* **Texte source**:
Dans l’optique de la déconstruction du passé et des repères culturels traditionnels, qu’il me soit permis de recommander deux films récents particulièrement édifiants. Tous deux sont sortis en 2018 et tous deux concernent l’histoire du Royaume Uni et de ses reines.
Le premier porte le nom de la souveraine dont il conte la triste histoire, Marie Stuart (1542-1587), indissociablement liée par le destin à sa cousine Elisabeth Ire Tudor, et il est mis en scène par Josie Rourke. Le second, La Favorite, se situe plus d’un siècle plus tard et s’intéresse sur un ton beaucoup plus léger, à la cour d’Anne d’Angleterre (1665-1714), dernière représentante de la Maison Stuart. Il est l'œuvre du cinéaste grec Yórgos Lánthimos.
S’agissant des qualités cinématographiques, disons que le premier, de facture très classique, offre de magnifiques vues de l’Écosse et une reconstitution très soignée de la vie de l’époque. N’étaient les longueurs et le déroulement très linéaire, pour ne pas dire statique des évènements, on pourrait dire qu’il s’agit d’un beau spectacle. Ajoutons à cela que les rôles principaux sont remarquablement bien distribués et que les actrices portent de manière impressionnante les destinées dramatiques qu’elles incarnent, Saoirse Ronan en Marie Stuart et plus encore Margot Robbie en Elisabeth I.
On ne peut en dire autant de La Favorite, de conception formelle certes plus audacieuse mais tellement boursouflée qu’elle agace rapidement. Le réalisateur fait en effet assaut d’artifices supposés rendre vivant le récit qu’il propose, mais c'est en pure perte. L’abus des travelling angulaires, façon jeu vidéo, réalisés avec un objectif fish-eye, donne le tournis. En dépit du soin apporté à la confection des costumes, les prises de vue sont souvent imprécises ou bien crépusculaires à force de vouloir rendre avec réalisme l’éclairage aux chandelles. On est loin de Kubrick…
Rien à dire sur la qualité intrinsèque des acteurs, surtout des actrices en l’occurrence. Olivia Colman (la reine Anne), Rachel Weisz (l’impétueuse Sarah Churchill, duchesse de Marlborough), et Emma Stone (Abigail, l’intrigante favorite) se démènent pour s’inscrire au mieux dans le scénario bouffon que le réalisateur leur fait jouer, qui relève de l’histoire vue par le petit bout de la lorgnette.

* **Jeu de données**:
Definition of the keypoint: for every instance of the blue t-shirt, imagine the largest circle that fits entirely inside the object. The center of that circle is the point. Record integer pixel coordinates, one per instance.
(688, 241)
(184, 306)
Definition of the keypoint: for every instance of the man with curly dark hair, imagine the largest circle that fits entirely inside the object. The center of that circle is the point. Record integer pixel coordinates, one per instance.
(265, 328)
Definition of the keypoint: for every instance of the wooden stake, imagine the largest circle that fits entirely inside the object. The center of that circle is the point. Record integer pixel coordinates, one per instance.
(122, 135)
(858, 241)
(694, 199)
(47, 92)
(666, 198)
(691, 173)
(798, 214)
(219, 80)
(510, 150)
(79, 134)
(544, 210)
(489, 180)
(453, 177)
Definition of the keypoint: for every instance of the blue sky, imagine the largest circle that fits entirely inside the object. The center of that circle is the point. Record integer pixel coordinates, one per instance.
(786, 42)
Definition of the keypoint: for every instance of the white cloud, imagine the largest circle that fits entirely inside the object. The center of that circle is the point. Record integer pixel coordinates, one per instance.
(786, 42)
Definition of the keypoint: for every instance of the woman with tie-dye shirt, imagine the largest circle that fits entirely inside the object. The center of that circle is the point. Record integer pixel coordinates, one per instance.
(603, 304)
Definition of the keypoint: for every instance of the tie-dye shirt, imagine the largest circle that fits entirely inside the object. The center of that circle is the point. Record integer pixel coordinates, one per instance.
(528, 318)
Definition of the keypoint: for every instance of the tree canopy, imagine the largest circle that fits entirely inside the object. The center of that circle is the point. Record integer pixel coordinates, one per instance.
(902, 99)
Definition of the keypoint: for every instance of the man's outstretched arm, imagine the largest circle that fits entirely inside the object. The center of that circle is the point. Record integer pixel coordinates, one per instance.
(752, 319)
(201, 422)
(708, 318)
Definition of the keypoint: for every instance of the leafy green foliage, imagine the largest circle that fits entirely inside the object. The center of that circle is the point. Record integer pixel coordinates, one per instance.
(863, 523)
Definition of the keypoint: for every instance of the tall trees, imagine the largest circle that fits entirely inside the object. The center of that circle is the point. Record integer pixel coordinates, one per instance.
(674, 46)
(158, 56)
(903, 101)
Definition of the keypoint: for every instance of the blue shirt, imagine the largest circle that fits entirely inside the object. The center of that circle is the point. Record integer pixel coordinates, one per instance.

* **Travail à faire**:
Relevez toutes les actrices nommées dans la critique des deux films et indiquez pour chacune le rôle qu'elle y interprète.

* **Résultat**:
- Saoirse Ronan : Marie Stuart
- Margot Robbie : Elisabeth I
- Olivia Colman : la reine Anne
- Rachel Weisz : Sarah Churchill, duchesse de Marlborough
- Emma Stone : Abigail